Records for the task
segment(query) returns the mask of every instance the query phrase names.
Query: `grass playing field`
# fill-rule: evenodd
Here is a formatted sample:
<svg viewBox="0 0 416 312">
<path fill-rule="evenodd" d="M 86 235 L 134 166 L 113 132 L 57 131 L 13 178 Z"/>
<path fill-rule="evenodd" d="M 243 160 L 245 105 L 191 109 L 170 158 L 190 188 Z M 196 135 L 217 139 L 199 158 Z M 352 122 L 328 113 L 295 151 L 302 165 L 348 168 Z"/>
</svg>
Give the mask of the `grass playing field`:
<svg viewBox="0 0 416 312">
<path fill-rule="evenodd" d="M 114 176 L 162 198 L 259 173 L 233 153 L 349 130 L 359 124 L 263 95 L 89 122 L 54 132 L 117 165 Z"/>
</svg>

What you need to do
Reproduce each item above line for line, keeping every character unchanged.

Written response
segment(query) returns the mask of every instance the query phrase names.
Query: `grass playing field`
# fill-rule: evenodd
Here is a formatted sample:
<svg viewBox="0 0 416 312">
<path fill-rule="evenodd" d="M 86 235 L 134 166 L 113 132 L 57 131 L 13 178 Z"/>
<path fill-rule="evenodd" d="M 243 160 L 245 105 L 191 109 L 170 158 L 190 188 Z M 196 135 L 217 139 L 199 158 Z M 352 122 L 328 113 L 295 151 L 302 165 L 348 168 Z"/>
</svg>
Give the mask of the `grass playing field`:
<svg viewBox="0 0 416 312">
<path fill-rule="evenodd" d="M 114 176 L 162 198 L 259 173 L 233 153 L 349 130 L 359 124 L 263 95 L 89 122 L 54 132 L 117 165 Z"/>
</svg>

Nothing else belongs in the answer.